WHAT IS REQUIRED
Using the entries that follow, write out the line containing "positive clicks: (207, 319) (199, 285)", the line containing "283L252 262L197 257L194", and every line between them, exactly and nothing else.

___

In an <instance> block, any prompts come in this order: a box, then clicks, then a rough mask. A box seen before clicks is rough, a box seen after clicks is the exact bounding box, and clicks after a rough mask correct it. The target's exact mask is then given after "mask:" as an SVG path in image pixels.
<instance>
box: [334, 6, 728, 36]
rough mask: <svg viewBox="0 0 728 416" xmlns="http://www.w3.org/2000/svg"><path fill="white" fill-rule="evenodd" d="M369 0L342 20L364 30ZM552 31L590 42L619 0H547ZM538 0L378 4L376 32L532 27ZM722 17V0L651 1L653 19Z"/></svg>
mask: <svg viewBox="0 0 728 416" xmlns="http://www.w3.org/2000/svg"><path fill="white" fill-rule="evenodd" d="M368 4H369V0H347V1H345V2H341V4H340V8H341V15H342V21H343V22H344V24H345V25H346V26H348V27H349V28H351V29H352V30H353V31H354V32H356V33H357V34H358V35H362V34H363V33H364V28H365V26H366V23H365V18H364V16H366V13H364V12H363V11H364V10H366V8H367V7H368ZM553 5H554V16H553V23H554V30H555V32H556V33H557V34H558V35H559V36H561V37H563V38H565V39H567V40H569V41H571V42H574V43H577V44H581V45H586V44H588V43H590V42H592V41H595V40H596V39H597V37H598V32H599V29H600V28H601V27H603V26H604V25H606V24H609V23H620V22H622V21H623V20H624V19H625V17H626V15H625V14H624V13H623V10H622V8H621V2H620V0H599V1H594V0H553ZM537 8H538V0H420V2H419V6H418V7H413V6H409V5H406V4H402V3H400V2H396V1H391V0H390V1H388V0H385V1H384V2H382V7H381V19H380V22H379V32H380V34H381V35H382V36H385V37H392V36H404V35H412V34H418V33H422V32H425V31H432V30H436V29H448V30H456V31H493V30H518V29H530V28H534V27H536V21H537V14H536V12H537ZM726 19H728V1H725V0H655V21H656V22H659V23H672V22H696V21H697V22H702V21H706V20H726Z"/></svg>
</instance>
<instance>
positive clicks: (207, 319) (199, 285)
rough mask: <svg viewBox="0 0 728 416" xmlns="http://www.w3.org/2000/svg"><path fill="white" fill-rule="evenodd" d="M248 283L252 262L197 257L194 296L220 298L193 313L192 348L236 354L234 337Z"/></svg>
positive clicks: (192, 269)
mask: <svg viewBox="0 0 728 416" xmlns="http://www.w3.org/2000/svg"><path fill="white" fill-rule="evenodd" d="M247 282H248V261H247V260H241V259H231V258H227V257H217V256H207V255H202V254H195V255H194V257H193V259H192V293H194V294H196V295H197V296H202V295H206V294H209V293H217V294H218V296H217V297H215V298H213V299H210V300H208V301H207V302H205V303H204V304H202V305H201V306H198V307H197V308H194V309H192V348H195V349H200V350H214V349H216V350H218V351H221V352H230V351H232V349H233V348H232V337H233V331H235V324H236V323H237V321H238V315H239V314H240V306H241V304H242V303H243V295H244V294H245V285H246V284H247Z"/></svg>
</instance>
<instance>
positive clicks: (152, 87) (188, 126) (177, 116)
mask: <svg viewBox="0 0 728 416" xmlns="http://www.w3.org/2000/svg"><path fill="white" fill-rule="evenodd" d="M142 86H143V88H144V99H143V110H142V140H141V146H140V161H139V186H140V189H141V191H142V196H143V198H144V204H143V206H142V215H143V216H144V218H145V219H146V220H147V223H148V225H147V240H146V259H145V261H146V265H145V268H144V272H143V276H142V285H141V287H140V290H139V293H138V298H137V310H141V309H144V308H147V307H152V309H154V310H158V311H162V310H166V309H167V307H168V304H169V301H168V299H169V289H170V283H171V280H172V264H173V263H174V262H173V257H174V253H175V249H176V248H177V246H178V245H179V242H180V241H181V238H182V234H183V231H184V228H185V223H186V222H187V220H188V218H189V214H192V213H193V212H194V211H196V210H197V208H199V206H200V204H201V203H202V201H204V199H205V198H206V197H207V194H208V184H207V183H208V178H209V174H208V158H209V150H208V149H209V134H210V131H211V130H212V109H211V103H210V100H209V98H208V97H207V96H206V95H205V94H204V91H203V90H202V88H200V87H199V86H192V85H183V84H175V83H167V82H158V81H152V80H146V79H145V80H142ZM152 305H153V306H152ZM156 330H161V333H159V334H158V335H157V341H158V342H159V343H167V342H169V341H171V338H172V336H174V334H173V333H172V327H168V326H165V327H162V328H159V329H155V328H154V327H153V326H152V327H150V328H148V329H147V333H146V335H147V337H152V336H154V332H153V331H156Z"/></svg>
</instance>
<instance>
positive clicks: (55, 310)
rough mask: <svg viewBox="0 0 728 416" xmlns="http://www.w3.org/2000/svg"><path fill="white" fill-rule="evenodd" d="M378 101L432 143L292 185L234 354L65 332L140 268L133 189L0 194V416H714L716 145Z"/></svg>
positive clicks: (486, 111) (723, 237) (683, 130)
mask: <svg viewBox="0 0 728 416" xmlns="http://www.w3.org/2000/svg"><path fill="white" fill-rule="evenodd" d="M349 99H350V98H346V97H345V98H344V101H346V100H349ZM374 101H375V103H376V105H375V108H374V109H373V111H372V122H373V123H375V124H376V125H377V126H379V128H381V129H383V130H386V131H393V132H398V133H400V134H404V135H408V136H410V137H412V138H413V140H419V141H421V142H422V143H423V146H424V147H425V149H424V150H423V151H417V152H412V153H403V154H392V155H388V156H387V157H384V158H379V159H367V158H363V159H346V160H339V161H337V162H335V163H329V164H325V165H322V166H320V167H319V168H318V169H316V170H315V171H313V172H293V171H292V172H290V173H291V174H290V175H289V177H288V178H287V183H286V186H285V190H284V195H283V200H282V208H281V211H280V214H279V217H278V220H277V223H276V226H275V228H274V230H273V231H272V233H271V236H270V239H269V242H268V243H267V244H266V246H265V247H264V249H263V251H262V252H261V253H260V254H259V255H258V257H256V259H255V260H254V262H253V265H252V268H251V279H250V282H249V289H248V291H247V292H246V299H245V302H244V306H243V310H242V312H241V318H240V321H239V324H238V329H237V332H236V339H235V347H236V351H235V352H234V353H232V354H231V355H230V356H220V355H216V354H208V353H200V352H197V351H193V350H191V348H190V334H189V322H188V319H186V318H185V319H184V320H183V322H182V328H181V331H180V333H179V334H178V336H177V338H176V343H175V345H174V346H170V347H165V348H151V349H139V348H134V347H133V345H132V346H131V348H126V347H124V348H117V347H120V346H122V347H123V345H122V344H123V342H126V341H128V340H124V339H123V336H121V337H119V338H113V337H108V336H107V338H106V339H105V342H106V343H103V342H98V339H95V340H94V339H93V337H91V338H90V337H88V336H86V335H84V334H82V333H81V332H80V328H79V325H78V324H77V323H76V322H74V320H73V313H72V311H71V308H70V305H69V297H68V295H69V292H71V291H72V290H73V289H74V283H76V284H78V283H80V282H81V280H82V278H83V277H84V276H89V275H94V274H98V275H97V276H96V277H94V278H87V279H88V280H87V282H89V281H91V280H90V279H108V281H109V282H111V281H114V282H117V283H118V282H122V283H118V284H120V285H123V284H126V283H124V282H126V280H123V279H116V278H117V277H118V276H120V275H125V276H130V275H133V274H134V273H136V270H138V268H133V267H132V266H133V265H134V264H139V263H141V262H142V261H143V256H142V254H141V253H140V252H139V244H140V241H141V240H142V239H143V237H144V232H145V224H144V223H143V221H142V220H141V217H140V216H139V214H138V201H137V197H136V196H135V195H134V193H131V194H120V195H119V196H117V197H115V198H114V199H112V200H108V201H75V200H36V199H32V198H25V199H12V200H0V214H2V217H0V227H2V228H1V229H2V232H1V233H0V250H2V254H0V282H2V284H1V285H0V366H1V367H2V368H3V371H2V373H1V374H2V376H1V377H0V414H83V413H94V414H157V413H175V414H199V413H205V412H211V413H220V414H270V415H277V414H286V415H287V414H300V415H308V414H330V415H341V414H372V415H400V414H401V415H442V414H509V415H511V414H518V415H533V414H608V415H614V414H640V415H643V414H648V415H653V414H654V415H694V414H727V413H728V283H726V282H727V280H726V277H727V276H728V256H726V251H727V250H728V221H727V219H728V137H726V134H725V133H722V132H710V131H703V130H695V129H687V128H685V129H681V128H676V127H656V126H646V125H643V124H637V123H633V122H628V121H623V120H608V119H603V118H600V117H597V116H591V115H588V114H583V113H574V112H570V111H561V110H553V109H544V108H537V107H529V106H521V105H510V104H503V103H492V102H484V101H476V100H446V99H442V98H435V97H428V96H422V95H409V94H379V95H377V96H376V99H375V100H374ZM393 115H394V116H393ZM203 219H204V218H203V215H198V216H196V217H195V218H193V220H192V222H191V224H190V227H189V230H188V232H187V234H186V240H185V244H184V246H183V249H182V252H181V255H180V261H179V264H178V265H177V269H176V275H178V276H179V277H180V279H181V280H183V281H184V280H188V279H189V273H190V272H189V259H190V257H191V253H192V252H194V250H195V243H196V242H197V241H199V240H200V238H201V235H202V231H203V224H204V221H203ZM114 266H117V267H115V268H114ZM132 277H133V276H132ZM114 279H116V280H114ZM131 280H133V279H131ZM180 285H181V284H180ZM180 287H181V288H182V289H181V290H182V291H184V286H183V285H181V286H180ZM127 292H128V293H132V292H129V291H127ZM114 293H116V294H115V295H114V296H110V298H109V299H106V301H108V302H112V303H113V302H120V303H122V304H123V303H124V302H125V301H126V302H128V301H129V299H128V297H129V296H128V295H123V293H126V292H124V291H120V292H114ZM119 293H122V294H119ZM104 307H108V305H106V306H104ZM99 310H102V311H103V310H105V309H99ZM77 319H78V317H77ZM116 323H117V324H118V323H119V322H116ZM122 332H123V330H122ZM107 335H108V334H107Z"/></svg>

___

FINISHED TASK
positive clicks: (207, 319) (199, 285)
rough mask: <svg viewBox="0 0 728 416" xmlns="http://www.w3.org/2000/svg"><path fill="white" fill-rule="evenodd" d="M248 283L252 262L197 257L194 296L220 298L193 313L192 348L236 354L234 337Z"/></svg>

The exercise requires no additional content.